◆ Work to do ◆
Starting at the line that contains "query: the noun phrase to segment: white", restate each line word for word through the final line of the data, keeping both ends.

Labeling and segmentation records:
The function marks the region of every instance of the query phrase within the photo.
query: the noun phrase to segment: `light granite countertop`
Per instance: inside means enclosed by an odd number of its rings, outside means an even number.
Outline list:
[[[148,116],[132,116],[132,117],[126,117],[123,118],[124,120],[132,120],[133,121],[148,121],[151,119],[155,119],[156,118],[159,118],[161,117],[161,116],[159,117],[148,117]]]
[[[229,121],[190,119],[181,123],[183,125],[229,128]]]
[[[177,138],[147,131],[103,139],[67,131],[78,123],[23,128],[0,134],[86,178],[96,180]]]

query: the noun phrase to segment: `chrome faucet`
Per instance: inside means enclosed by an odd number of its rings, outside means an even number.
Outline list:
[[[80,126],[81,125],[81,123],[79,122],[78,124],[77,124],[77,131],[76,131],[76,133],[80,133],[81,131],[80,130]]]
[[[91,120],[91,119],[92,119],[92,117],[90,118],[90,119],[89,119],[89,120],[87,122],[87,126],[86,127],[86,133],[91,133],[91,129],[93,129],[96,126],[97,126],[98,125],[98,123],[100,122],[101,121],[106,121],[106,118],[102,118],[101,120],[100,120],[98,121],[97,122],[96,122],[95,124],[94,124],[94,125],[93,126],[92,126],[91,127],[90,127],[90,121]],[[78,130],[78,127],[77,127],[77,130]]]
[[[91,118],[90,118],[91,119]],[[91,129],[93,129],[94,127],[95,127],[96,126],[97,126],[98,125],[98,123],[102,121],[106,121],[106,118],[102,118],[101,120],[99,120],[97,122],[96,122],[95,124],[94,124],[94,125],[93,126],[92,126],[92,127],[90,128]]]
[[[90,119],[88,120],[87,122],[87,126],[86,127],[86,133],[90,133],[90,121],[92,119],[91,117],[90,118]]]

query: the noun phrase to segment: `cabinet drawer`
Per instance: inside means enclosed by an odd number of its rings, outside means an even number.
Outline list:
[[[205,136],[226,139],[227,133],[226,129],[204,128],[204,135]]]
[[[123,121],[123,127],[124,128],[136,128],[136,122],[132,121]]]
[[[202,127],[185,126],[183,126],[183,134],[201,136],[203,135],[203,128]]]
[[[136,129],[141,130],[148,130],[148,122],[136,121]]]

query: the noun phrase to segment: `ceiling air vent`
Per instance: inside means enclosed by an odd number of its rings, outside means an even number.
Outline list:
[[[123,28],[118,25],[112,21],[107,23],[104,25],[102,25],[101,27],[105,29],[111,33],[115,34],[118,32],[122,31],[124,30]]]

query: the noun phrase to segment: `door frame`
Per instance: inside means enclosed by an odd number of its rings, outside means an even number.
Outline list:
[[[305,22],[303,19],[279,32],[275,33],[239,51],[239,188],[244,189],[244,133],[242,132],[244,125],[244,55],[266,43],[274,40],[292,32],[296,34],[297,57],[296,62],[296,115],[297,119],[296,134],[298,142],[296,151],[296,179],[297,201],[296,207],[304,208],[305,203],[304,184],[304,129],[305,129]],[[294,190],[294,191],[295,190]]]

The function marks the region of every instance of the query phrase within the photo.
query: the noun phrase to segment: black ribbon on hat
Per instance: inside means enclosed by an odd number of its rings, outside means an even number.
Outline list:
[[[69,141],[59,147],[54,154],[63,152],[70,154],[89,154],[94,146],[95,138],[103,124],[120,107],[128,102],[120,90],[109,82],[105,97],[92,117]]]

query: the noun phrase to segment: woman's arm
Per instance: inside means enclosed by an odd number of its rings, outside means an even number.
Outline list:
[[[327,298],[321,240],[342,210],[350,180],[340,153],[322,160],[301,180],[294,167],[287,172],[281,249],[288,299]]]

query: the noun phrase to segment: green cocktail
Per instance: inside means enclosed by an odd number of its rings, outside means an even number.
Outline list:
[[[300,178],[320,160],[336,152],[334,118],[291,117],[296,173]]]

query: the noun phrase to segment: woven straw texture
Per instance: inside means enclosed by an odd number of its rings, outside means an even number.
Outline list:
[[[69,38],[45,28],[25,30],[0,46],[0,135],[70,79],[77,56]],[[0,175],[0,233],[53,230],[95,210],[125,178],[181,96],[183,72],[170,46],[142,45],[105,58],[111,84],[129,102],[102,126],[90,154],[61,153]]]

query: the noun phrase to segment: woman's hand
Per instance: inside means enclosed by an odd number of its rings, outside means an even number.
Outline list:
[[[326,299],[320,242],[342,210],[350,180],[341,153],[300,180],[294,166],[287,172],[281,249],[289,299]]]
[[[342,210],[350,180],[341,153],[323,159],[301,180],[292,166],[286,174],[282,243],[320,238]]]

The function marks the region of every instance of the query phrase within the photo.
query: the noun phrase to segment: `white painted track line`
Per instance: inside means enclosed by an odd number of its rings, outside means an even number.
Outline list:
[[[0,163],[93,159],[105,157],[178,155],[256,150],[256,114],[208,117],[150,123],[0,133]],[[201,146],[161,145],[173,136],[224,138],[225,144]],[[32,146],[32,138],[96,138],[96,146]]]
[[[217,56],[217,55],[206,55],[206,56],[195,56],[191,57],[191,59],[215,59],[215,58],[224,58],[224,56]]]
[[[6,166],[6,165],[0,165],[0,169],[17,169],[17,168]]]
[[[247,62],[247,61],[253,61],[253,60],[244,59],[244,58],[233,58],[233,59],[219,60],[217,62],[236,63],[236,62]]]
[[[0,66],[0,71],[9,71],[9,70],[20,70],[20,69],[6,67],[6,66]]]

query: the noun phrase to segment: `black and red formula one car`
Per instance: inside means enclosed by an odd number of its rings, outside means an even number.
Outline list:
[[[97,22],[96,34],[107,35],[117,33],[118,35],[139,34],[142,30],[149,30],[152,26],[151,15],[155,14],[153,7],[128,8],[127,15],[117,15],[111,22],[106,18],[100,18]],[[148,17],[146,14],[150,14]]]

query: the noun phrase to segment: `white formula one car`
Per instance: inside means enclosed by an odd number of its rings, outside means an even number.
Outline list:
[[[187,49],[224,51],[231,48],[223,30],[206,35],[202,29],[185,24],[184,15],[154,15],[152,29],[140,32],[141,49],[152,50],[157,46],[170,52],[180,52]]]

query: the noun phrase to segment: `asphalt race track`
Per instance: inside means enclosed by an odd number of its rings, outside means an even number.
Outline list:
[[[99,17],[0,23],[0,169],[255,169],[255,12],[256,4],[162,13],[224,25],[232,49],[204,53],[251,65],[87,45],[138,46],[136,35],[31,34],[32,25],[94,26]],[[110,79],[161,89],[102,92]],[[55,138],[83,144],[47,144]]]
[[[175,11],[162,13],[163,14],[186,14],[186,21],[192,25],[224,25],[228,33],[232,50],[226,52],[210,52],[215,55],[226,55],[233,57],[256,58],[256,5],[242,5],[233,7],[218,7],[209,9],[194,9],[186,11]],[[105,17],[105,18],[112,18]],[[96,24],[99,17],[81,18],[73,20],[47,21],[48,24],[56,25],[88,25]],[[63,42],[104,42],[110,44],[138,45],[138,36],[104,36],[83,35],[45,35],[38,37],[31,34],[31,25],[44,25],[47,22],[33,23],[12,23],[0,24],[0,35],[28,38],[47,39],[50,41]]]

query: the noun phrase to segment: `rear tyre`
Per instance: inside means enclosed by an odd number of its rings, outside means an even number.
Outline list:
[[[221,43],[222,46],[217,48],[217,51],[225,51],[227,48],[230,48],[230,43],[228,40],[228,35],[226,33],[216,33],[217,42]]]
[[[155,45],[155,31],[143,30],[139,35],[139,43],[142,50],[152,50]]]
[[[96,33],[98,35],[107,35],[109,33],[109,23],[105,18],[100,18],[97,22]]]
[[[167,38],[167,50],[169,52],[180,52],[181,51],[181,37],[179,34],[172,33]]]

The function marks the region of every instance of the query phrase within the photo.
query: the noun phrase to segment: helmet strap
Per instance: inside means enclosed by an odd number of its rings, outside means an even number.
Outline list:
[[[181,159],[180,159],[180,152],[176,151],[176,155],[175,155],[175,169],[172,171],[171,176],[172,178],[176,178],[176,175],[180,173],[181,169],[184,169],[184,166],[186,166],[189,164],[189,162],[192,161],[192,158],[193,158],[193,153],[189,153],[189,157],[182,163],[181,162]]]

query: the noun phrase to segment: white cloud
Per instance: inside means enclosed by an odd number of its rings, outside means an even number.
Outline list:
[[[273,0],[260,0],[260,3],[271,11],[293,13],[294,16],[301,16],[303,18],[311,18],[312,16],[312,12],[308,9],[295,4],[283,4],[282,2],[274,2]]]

◆ Final result ◆
query: the noun phrase to segment: white cloud
Per instance: inside means enclosed by an odd number of its rings, outside means an even number.
Outline list:
[[[273,0],[260,0],[260,3],[271,11],[293,13],[294,16],[301,16],[303,18],[311,18],[312,16],[312,12],[308,9],[295,4],[283,4],[282,2],[274,2]]]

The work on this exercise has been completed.